● **Direction**
Exclude the pictures and return every line exactly as written.

● **Provided entries**
--- --- ---
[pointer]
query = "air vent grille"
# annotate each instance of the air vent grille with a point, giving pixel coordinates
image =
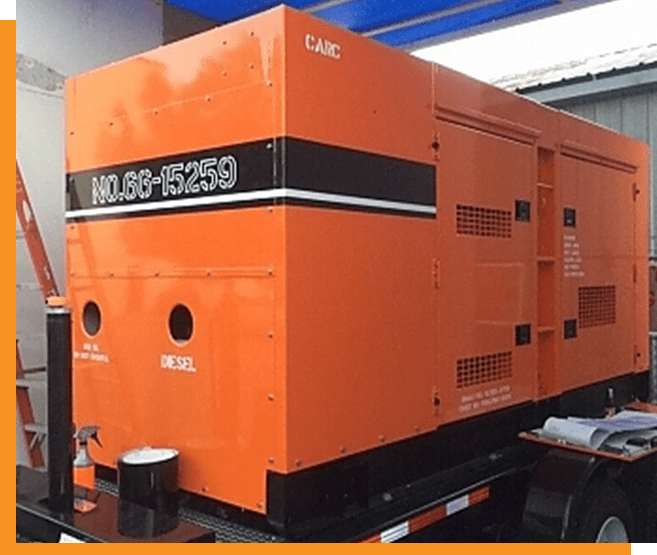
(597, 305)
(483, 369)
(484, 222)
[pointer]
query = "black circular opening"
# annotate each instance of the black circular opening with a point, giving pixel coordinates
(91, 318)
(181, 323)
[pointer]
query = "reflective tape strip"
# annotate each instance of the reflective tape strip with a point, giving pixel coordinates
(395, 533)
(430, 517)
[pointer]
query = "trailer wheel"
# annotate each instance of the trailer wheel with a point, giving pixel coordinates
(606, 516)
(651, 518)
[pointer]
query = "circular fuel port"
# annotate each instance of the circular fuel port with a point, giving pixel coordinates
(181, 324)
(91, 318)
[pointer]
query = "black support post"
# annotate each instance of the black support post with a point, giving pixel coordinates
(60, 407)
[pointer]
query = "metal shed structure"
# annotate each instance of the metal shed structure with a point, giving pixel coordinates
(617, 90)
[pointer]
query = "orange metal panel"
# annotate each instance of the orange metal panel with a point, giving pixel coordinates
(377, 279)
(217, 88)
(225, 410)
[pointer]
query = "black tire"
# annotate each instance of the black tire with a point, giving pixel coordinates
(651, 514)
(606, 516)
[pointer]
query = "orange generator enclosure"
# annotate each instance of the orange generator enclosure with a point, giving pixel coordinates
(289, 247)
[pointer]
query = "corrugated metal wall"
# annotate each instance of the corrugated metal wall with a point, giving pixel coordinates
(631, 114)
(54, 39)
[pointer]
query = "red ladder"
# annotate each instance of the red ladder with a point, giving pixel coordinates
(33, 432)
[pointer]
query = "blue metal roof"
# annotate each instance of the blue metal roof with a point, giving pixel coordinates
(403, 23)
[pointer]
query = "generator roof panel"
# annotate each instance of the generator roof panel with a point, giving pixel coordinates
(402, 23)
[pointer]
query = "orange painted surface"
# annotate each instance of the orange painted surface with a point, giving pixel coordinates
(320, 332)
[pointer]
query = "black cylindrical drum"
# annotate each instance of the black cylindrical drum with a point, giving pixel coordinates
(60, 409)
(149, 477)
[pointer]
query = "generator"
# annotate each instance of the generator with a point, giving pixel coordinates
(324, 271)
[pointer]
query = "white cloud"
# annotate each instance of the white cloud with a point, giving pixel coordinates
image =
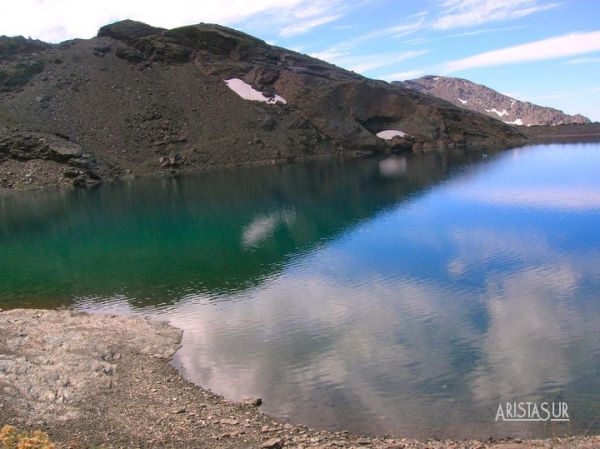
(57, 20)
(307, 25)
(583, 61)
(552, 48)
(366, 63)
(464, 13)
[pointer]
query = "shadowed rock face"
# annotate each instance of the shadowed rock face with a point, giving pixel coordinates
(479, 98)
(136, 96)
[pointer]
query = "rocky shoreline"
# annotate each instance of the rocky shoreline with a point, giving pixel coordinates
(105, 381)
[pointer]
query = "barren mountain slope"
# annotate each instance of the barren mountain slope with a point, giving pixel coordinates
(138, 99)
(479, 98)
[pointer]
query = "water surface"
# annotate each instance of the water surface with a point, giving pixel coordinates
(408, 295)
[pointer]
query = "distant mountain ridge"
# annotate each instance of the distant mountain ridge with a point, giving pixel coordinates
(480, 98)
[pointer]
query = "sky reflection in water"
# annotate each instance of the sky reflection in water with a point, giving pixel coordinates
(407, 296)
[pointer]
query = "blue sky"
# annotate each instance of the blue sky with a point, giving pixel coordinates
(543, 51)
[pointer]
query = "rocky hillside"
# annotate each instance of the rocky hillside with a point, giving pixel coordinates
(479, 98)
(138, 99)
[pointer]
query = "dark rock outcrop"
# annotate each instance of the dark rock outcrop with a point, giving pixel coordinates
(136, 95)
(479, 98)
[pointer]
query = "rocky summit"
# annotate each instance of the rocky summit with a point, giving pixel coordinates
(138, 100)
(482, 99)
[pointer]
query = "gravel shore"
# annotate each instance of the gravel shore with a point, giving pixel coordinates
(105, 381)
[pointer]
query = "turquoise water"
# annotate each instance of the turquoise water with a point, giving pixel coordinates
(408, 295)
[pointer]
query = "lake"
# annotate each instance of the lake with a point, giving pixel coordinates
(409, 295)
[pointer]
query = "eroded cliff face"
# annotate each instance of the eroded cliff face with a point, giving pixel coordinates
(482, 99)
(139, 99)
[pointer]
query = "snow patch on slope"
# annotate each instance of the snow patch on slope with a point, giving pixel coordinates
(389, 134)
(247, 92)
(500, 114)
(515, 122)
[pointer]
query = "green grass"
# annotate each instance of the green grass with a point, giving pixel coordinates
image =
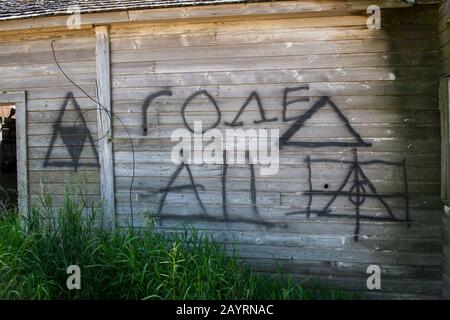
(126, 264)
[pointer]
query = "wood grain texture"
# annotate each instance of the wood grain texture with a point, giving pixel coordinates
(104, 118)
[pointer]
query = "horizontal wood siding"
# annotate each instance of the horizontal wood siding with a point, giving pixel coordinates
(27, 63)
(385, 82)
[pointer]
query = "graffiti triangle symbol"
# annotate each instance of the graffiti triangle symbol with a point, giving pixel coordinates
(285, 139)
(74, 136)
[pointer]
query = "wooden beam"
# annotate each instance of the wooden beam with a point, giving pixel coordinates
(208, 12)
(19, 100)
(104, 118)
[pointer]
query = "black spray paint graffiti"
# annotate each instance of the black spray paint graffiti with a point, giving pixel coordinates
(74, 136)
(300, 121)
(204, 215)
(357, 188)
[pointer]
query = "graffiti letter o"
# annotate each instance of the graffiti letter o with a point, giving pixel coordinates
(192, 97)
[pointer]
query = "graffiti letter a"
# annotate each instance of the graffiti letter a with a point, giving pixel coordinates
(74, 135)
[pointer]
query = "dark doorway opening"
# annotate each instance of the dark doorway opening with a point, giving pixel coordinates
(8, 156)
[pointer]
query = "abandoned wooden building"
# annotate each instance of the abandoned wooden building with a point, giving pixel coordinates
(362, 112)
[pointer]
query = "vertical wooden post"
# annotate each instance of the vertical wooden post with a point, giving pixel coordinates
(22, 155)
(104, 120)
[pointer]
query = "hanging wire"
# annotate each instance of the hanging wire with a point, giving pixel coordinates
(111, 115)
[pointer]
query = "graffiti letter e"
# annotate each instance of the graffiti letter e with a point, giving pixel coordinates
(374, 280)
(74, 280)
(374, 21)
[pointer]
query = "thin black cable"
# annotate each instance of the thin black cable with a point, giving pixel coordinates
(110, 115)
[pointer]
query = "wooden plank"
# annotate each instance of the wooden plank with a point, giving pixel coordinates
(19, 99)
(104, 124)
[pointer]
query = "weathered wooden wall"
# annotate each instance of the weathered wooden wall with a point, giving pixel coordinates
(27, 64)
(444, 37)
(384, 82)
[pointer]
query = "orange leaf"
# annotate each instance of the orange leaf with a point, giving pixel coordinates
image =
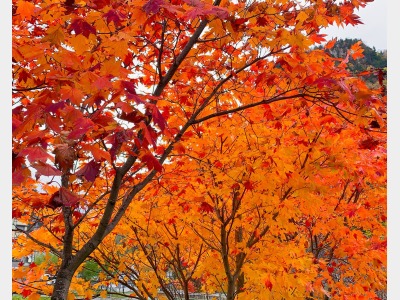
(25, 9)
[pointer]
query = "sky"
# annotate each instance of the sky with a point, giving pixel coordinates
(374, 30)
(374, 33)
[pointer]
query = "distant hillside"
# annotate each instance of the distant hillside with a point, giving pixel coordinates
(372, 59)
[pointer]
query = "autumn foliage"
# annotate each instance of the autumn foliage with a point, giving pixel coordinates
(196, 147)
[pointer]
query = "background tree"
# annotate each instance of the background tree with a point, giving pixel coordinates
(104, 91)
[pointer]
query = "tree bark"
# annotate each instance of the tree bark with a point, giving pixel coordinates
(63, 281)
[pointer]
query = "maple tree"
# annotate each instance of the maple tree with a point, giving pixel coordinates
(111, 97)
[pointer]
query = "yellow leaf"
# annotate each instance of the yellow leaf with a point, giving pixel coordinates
--- --- ---
● **Written response**
[pointer]
query = "air vent grille"
# annotate each instance of the air vent grille with a point, giving pixel coordinates
image =
(597, 305)
(483, 369)
(484, 222)
[pointer]
query = "black circular opening"
# annotate each instance of the black circular opening with a point, giving pixel coordinates
(91, 318)
(181, 323)
[pointer]
query = "reflective tape strip"
# annotate each instance of the reflective tape strip with a point, giving pixel coordinates
(395, 533)
(430, 517)
[pointer]
query = "trailer wheel"
# annotate each instance of the trailer wheel with a point, giving pixel coordinates
(606, 516)
(651, 518)
[pointer]
query = "circular fuel port"
# annotate each instance of the circular fuel port with a point, giving pixel coordinates
(181, 324)
(91, 318)
[pointer]
query = "black support post"
# annotate each instance of the black support post with a point, giving pixel coordinates
(60, 407)
[pointer]
query = "metal shed structure"
# annotate each instance of the metal shed structure with a point, giving pixel coordinates
(617, 90)
[pointer]
query = "orange metal panel"
# annotate each instance of the orange metal panel with a point, giving pixel coordinates
(377, 279)
(217, 88)
(225, 410)
[pointer]
query = "black tire"
# annotate each instance of the black tire with a point, giving pixel coordinates
(651, 514)
(606, 516)
[pointer]
query = "orange generator enclosure"
# annotate each instance of the orange generator enclosure with a point, giving pixel coordinates
(289, 247)
[pointer]
query = "corrugated metal wall"
# annotate each instance of the corrugated metal wall with a point, giving pixel coordinates
(631, 114)
(54, 39)
[pointer]
query = "red ladder"
# annotate each instance of the red ladder with a point, giving pixel coordinates
(33, 432)
[pointer]
query = "blue metal roof"
# annotate each instance of the blue metal roof with a point, giving pixel coordinates
(403, 23)
[pointer]
query = "generator roof panel"
# annotate each instance of the generator roof panel with a point, giving pixel coordinates
(402, 23)
[pointer]
query = "orange painted surface"
# annotate each instance of the orange painted surface with a point, giving pixel coordinates
(320, 332)
[pointer]
query = "black cylindrical drum"
# annotate each instance of the black cylindrical drum with a point, giving pixel coordinates
(60, 409)
(149, 477)
[pointer]
query = "generator"
# annotate each instance of the generator with a point, giving pixel coordinates
(324, 271)
[pointer]
query = "white cloud"
# annotate each instance of the white cloud with a point, giving pixel coordinates
image =
(57, 20)
(307, 25)
(583, 61)
(552, 48)
(366, 63)
(464, 13)
[pointer]
query = "shadowed rock face"
# annotate each instance of the shadowed rock face with a point, giving pixel coordinates
(479, 98)
(136, 96)
[pointer]
query = "rocky shoreline"
# annotate each instance of the rocky shoreline with a point, giving pixel coordinates
(105, 381)
[pointer]
query = "barren mountain slope"
# annotate each instance of the barren mountain slope with a point, giving pixel coordinates
(138, 99)
(479, 98)
[pointer]
query = "water surface"
# annotate each instance of the water surface with a point, giving pixel coordinates
(408, 295)
[pointer]
query = "distant mountain ridge"
# annotate each instance of the distant mountain ridge with a point, giving pixel coordinates
(480, 98)
[pointer]
query = "sky reflection in water"
# annotate each instance of the sky reflection in water with a point, giving pixel coordinates
(407, 296)
[pointer]
query = "blue sky"
# annotate each instance of the blue sky with a point, giving pixel coordinates
(543, 51)
[pointer]
query = "rocky hillside"
# annotate each instance of the rocky hillside with a point, giving pixel coordinates
(479, 98)
(138, 99)
[pointer]
query = "dark rock outcrop"
# annotate each instance of the dark rock outcrop with a point, giving pixel coordinates
(136, 95)
(479, 98)
[pointer]
query = "rocky summit"
# annotate each instance of the rocky summit with a point, giving pixel coordinates
(138, 100)
(482, 99)
[pointer]
query = "gravel shore"
# annotate each instance of the gravel shore with a point, giving pixel coordinates
(105, 381)
[pointer]
query = "turquoise water"
# annotate each instance of the turquoise water with a point, giving pixel coordinates
(408, 295)
[pointer]
query = "lake"
# annotate each instance of the lake with a point, giving pixel coordinates
(409, 295)
[pointer]
query = "eroded cliff face"
# annotate each instance of the eroded cliff face with a point, giving pixel coordinates
(482, 99)
(139, 99)
[pointer]
query = "snow patch on slope"
# annotate each instance of the snow patch on slope with a point, giving pixel coordinates
(389, 134)
(247, 92)
(500, 114)
(515, 122)
[pointer]
query = "green grass"
# annotate each instance of the green grass with a point, giving pixel coordinates
image =
(126, 264)
[pointer]
query = "wood grain texture"
# annotate each instance of the wood grain texture with a point, giving pixel coordinates
(104, 118)
[pointer]
query = "horizontal wood siding"
# annotate each instance of the horizontal wood siding with a point, giving pixel coordinates
(27, 63)
(385, 82)
[pointer]
query = "graffiti triangle symbol"
# annotate each instance of the graffiti triangle symbol with a point, giving pixel coordinates
(285, 139)
(74, 136)
[pointer]
query = "wooden beam"
# annotate each instance of the wooden beam with a point, giving pixel coordinates
(208, 12)
(19, 100)
(104, 118)
[pointer]
query = "black spray paint graffiti"
# annotate each instance of the black spray paint graffiti with a point, giving pixel coordinates
(74, 136)
(300, 121)
(204, 215)
(357, 188)
[pointer]
query = "graffiti letter o"
# annotate each instance of the graffiti letter o with a point, giving pixel coordinates
(192, 97)
[pointer]
query = "graffiti letter a"
# annotate each instance of the graffiti letter a with a point, giving pixel coordinates
(74, 135)
[pointer]
query = "dark doorway opening"
# annotate each instance of the dark doorway opening with a point, giving pixel coordinates
(8, 156)
[pointer]
query = "abandoned wooden building"
# annotate each instance of the abandoned wooden building with a point, giving pixel coordinates
(362, 112)
[pointer]
query = "vertical wooden post"
# annotate each instance of the vertical wooden post with a point, giving pixel coordinates
(22, 155)
(104, 120)
[pointer]
query = "hanging wire"
# annotate each instance of the hanging wire with a point, giving pixel coordinates
(111, 115)
[pointer]
query = "graffiti letter e"
# annotate each instance of the graffiti letter e with a point, giving pixel coordinates
(374, 280)
(74, 280)
(374, 21)
[pointer]
query = "thin black cable"
# annotate each instance of the thin black cable with a point, giving pixel coordinates
(110, 115)
[pointer]
query = "wooden plank"
# annotate each instance of the wooden plank with a point, giving pixel coordinates
(19, 99)
(104, 124)
[pointer]
query = "weathered wooden wall"
# annotate each instance of the weathered wooden wall with a point, giving pixel coordinates
(27, 64)
(444, 37)
(384, 82)
[pointer]
query = "orange leaf"
# annotate each instance of the orange leaf with a point, giving pixel coordinates
image =
(25, 9)
[pointer]
query = "sky"
# annotate each instance of the sky with a point, giving pixel coordinates
(374, 30)
(374, 33)
[pointer]
query = "distant hillside"
# annotate each instance of the distant hillside with a point, giving pixel coordinates
(372, 59)
[pointer]
query = "autumn foliage"
# annotate each instance of the autumn foliage with a point, giving pixel coordinates
(196, 147)
[pointer]
query = "background tree"
# annotate each instance of the background tree with a point, giving pixel coordinates
(104, 91)
[pointer]
query = "tree bark"
# annotate each instance of the tree bark with a point, giving pixel coordinates
(63, 281)
[pointer]
query = "maple tree"
# annotate each instance of the maple tree with a point, giving pixel coordinates
(111, 97)
[pointer]
query = "yellow leaf"
# annotate each instance of the yellow leaf with a point, giving pixel coordinates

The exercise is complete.